Exercise: Return only the line that contains "Task: annotation of the bare" and each line after it, through the last line of the data below, copied exactly.

— START —

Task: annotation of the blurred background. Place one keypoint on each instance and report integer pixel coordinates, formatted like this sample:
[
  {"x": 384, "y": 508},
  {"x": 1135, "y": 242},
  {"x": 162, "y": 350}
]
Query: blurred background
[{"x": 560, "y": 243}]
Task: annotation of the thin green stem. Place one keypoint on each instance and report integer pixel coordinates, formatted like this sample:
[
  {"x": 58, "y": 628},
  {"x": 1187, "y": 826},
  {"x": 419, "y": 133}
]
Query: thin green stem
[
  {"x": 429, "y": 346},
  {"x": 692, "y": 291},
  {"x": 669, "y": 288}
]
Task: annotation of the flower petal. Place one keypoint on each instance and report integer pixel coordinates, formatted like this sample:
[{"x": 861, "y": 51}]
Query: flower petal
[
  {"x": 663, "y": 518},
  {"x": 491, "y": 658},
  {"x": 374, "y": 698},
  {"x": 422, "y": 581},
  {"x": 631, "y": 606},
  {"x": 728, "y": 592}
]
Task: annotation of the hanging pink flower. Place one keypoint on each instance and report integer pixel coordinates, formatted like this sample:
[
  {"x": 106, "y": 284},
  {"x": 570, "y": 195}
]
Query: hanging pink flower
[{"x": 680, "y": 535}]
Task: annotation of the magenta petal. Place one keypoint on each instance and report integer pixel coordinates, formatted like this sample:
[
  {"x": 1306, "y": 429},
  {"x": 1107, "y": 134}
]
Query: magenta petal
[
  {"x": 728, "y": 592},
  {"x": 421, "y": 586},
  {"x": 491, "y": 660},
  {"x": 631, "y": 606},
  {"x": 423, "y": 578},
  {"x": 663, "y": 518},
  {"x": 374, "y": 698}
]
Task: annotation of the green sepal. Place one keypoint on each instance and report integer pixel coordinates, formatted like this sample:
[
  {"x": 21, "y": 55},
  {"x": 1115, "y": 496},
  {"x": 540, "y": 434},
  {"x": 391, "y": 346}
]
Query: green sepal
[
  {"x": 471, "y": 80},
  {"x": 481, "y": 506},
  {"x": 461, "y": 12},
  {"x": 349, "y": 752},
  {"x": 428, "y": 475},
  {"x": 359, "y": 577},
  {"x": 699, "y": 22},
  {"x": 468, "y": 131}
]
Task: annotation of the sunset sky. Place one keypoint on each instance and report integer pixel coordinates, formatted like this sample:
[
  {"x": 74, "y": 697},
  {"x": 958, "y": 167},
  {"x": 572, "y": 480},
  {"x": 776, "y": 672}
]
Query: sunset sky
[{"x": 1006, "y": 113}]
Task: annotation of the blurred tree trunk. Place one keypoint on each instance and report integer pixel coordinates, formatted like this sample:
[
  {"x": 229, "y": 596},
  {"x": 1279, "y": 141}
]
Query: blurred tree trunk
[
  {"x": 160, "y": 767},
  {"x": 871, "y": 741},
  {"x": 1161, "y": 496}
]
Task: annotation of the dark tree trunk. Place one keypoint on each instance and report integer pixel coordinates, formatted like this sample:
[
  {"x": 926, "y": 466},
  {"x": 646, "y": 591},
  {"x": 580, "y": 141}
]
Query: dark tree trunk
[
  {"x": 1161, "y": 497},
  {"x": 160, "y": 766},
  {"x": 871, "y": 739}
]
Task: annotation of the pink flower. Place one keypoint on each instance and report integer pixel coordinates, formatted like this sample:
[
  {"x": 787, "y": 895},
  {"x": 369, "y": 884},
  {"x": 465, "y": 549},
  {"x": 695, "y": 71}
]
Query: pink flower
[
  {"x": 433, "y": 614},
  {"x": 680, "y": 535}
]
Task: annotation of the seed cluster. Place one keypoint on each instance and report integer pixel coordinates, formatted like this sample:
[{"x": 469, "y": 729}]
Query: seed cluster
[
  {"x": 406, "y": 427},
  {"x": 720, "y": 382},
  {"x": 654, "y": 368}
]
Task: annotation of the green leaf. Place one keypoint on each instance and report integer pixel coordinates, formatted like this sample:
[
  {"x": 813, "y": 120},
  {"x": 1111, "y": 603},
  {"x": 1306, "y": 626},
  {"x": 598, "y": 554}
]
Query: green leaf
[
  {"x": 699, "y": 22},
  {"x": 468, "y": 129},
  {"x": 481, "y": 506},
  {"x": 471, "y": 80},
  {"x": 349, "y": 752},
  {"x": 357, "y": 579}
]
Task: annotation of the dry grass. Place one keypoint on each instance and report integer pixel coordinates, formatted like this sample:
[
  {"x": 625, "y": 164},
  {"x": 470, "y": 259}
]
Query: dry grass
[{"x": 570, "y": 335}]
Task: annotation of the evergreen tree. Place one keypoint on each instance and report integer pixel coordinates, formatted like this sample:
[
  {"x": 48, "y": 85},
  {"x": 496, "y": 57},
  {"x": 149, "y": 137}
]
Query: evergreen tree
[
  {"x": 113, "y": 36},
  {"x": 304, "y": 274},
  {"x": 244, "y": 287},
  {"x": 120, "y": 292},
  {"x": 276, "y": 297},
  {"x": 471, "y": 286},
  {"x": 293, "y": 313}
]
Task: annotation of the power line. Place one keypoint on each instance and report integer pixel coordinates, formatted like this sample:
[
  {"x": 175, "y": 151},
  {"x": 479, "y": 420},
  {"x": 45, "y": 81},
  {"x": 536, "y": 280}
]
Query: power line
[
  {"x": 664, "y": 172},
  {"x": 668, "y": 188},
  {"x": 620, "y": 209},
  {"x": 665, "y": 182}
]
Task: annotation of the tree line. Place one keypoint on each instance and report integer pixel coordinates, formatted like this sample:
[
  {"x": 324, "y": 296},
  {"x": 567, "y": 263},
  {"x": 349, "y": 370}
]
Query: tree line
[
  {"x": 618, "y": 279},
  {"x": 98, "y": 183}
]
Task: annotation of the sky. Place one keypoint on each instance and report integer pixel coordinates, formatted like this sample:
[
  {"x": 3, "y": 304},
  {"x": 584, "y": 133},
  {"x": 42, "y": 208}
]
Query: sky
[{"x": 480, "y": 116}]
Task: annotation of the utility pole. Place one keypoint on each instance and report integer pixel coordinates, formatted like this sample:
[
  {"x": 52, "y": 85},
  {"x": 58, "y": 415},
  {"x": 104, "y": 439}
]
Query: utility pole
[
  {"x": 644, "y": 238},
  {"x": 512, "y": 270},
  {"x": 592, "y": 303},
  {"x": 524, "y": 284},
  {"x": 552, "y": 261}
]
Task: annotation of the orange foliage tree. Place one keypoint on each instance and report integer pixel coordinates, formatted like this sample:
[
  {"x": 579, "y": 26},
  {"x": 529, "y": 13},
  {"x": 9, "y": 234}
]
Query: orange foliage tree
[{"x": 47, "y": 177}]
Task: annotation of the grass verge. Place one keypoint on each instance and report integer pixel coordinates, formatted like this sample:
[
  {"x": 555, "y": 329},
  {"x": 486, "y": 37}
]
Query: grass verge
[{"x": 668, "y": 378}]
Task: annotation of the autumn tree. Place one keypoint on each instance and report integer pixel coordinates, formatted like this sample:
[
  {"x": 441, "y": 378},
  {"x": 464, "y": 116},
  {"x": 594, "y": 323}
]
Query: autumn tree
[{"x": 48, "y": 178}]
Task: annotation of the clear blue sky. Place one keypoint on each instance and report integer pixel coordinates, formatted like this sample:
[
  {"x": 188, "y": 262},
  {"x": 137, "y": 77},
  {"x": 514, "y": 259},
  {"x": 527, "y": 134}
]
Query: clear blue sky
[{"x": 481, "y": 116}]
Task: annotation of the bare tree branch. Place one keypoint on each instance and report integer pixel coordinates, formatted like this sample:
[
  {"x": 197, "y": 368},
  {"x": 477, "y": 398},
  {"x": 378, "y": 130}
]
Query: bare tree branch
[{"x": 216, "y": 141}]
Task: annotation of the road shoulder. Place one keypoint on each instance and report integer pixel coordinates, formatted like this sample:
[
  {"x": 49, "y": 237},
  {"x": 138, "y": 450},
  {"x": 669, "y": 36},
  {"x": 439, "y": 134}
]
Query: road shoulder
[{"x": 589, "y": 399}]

— END —

Response:
Task: annotation of the bare tree branch. Place one keypoint on each instance and report integer pixel coordinates, formatted like this sample:
[
  {"x": 197, "y": 368},
  {"x": 477, "y": 398},
  {"x": 378, "y": 130}
]
Query: bare tree branch
[{"x": 216, "y": 141}]
Task: annotation of the road shoulder. Place one keypoint on each instance and report integer pixel coordinates, formatted like this sample:
[
  {"x": 49, "y": 237},
  {"x": 138, "y": 450},
  {"x": 669, "y": 36},
  {"x": 439, "y": 134}
]
Query: road shoulder
[{"x": 589, "y": 399}]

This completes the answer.